======== EXERCISE INPUTS ========

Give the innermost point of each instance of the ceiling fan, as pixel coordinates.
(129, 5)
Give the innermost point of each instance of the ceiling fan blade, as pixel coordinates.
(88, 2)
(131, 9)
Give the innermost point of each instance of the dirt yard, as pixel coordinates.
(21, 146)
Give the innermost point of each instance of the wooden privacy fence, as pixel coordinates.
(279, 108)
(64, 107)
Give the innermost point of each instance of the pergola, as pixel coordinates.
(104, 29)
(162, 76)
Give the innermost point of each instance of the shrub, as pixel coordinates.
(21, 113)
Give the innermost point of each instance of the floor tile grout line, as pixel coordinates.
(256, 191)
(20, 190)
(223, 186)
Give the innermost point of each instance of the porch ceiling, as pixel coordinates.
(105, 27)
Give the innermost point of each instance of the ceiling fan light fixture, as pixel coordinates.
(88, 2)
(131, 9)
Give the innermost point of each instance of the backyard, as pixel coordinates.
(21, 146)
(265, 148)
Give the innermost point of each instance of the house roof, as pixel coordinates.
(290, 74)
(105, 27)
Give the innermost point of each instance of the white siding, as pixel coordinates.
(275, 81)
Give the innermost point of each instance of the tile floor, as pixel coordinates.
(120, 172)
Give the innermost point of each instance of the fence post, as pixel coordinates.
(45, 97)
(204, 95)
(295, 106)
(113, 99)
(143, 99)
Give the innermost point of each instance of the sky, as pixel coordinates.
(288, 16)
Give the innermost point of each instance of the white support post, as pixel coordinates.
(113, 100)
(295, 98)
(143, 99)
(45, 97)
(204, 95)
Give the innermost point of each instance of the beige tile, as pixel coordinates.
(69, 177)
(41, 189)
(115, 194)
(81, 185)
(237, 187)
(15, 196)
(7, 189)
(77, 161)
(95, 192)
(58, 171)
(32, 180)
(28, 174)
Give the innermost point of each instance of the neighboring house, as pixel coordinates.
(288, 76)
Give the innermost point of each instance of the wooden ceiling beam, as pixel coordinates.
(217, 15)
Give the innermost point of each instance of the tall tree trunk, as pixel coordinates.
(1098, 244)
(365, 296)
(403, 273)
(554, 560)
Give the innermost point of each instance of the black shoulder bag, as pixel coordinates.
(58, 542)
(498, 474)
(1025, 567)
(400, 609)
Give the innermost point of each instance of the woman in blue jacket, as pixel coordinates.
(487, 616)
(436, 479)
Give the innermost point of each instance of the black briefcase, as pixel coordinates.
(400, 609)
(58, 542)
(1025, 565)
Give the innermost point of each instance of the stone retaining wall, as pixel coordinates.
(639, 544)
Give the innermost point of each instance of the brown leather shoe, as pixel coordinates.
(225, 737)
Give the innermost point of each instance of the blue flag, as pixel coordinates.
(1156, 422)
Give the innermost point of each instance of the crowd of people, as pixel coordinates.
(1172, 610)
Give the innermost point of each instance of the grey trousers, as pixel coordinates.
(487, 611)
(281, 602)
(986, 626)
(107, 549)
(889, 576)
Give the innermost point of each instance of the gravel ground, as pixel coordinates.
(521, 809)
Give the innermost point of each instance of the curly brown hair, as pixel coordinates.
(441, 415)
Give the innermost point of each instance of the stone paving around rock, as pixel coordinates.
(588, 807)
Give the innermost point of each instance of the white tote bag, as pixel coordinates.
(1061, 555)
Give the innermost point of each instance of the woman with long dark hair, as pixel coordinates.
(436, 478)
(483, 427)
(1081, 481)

========

*TASK TO COMPLETE*
Output all of the data above without any alteration.

*THE COMPLETED TASK*
Give the innermost point of each instance of the ceiling fan, as pixel coordinates.
(129, 5)
Give the innermost point of each instance of the ceiling fan blade, as pixel coordinates.
(88, 2)
(131, 9)
Give the innermost point of each instance of the dirt yard, as pixel coordinates.
(21, 146)
Give the innermost point of each instance of the wooden privacy fence, as pixel coordinates.
(279, 108)
(64, 107)
Give the innermost point of each instance of the pergola, as pixel coordinates.
(104, 29)
(162, 76)
Give the innermost point of each instance of the shrub, as pixel coordinates.
(21, 113)
Give the innermost point of each instance of the floor tile grout line, as pixel coordinates.
(256, 191)
(20, 190)
(223, 186)
Give the innermost point of each instance of the porch ceiling, as pixel coordinates.
(105, 27)
Give the innermost point of each instance of the ceiling fan light fixture, as pixel coordinates.
(88, 2)
(131, 9)
Give the innermost point of each instance of the backyard, as pixel coordinates.
(21, 146)
(265, 148)
Give the innermost point of each instance of the house roof, as pixel coordinates.
(290, 74)
(105, 27)
Give the innermost point of each instance of the white siding, as pixel coordinates.
(275, 81)
Give the innermost point of each instance of the tile floor, as pixel coordinates.
(120, 172)
Give the innermost point of each instance of the fence post, as pixel coordinates.
(45, 97)
(204, 95)
(295, 106)
(113, 99)
(143, 99)
Give the innermost point of each instance of the sky, as pixel coordinates.
(288, 16)
Give the innermost point of each instance of the white support post, as pixel coordinates.
(113, 100)
(295, 98)
(143, 99)
(45, 97)
(204, 95)
Give the innermost point of each instance of the beige tile, as pixel coordinates.
(69, 177)
(41, 189)
(115, 194)
(81, 185)
(237, 187)
(15, 196)
(7, 189)
(77, 161)
(95, 192)
(58, 171)
(32, 180)
(28, 174)
Give the innermost point of each instance of the neighboring house, as pixel coordinates.
(288, 76)
Give the innermost point of each instance of the wooden ceiling beam, as pixel coordinates.
(217, 15)
Give the innermost point of each instance of the tall tree trunk, as pixel coordinates.
(1098, 244)
(365, 296)
(403, 273)
(554, 560)
Give the innermost point of each instance of the black shoulder bag, as pixel coordinates.
(58, 542)
(498, 474)
(1025, 567)
(400, 609)
Give the innermost point of each instance of the woman in blue jacket, as pixel coordinates.
(487, 616)
(436, 479)
Give the innermost point of each instance of the black briefcase, as pixel coordinates.
(400, 609)
(58, 542)
(1025, 565)
Give the innermost point of each instance of the stone retaining wall, as pixel coordinates.
(639, 544)
Give the innermost point of each instance of the brown leather shoe, as pixel coordinates.
(225, 737)
Give the innermost point of each instance of the blue flag, as pixel coordinates.
(1156, 422)
Give the innermost point of each instance of the crowd of people, as pixel coordinates.
(1172, 610)
Give the innermost point of each instance of the grey trousers, as pixel coordinates.
(487, 611)
(281, 602)
(986, 626)
(107, 549)
(889, 576)
Give the innermost point of each instance of the gravel ground, as pixel coordinates.
(521, 809)
Give the innermost point of each instance of the curly brown hair, as pixel coordinates.
(441, 415)
Give the innermost point of each instance of the stone paving around rock, as pixel coordinates.
(588, 807)
Give the innermost point of each instance of the white tote bag, as pixel coordinates.
(1061, 555)
Give the innermost point of each instance of the woman with long dark hair, as pixel coordinates.
(436, 478)
(483, 427)
(1081, 481)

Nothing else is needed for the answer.